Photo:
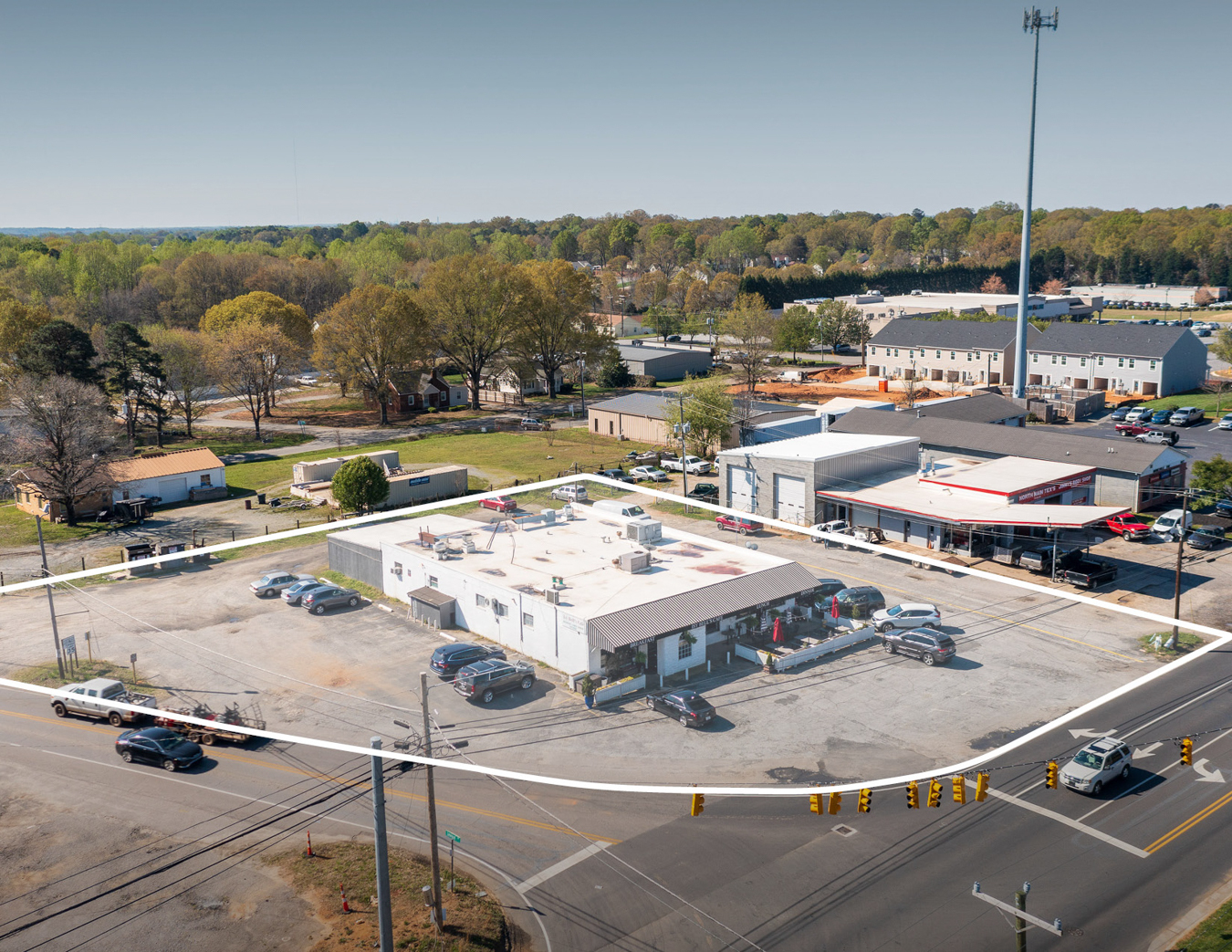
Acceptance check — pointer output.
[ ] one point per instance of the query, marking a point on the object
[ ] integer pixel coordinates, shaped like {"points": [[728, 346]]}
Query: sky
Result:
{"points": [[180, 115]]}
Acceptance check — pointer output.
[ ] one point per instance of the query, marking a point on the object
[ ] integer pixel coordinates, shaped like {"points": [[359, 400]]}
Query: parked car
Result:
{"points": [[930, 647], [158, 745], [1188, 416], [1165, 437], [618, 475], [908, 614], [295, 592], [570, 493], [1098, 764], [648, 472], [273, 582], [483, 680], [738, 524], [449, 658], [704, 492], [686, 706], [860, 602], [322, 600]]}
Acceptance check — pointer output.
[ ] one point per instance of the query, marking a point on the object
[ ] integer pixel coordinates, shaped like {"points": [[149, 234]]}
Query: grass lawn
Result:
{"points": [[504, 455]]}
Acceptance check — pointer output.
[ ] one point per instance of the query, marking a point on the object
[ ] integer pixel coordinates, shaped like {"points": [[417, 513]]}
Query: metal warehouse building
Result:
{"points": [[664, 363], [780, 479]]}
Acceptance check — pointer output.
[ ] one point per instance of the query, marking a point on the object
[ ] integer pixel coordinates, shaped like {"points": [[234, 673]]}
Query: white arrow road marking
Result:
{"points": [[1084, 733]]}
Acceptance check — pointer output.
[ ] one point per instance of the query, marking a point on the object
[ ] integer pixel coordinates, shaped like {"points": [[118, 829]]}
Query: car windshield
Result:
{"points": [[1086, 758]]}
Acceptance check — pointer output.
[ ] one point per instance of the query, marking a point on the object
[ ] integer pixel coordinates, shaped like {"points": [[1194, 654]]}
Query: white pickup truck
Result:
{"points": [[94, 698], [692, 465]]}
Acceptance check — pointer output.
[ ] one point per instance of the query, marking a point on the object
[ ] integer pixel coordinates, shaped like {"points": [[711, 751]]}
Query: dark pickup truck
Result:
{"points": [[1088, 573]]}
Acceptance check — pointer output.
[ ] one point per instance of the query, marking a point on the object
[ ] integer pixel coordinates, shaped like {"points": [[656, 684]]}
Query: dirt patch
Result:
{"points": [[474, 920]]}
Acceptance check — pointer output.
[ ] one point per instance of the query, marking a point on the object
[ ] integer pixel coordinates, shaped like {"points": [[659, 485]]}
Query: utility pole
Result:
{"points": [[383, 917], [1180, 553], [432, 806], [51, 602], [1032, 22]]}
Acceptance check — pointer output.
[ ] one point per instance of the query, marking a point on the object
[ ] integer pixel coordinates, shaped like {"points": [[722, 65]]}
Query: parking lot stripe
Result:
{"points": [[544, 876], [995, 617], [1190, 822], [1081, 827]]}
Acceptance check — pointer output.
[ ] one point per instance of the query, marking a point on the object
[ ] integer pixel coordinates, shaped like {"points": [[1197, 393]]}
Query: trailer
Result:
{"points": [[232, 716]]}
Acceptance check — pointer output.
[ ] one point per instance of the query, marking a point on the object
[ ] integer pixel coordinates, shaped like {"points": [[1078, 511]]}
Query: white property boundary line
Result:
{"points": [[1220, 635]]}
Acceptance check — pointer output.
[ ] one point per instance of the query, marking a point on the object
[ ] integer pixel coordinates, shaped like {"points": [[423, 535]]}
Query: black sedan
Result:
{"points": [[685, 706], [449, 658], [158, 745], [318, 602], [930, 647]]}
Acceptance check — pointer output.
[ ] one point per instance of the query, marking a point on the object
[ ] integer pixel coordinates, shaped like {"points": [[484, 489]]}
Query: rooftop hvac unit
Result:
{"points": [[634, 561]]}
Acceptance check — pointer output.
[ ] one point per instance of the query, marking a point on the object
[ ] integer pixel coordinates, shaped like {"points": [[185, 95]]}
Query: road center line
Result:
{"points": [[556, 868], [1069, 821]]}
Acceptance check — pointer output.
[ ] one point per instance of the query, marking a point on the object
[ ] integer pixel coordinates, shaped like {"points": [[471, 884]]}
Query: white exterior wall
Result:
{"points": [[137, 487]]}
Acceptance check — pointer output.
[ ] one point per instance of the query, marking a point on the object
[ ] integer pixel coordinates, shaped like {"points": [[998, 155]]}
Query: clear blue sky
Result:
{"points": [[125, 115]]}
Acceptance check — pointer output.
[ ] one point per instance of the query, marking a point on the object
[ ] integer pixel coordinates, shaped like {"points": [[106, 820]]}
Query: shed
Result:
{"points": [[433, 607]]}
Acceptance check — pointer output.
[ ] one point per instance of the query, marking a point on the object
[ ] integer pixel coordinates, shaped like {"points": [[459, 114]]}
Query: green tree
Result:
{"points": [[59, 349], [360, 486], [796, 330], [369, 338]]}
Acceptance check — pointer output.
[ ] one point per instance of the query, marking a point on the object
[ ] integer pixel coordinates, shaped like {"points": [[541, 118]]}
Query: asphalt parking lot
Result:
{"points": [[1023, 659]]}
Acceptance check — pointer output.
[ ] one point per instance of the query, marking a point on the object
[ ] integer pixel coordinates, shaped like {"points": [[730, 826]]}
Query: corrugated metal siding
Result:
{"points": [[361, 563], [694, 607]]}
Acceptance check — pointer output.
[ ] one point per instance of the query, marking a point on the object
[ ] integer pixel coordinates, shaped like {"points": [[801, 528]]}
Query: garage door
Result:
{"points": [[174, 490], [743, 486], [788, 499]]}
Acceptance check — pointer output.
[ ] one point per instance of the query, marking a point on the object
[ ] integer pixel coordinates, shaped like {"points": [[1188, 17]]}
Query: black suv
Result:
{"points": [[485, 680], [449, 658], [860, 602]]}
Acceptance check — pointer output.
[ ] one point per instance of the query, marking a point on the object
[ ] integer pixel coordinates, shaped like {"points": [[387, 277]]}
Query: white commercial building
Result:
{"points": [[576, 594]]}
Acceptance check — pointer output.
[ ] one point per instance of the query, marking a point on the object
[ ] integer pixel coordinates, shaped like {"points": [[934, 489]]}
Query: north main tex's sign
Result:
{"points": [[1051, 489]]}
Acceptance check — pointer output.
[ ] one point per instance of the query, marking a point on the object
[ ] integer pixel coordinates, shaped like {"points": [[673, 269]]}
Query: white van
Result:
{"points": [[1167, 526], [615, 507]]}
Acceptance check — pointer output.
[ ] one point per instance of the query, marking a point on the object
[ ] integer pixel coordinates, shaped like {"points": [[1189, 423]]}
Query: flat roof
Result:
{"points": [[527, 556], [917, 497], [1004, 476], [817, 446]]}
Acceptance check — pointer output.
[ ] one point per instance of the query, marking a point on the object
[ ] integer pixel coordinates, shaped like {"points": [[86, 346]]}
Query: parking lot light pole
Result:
------------------------------------------------
■ AIM OF THE TASK:
Look through the entries and return every line where "white" appears.

■ EXERCISE RESULT:
Query: white arrow road marking
Query: white pickup truck
Query: white property boundary line
Query: white exterior wall
Query: white commercial building
Query: white van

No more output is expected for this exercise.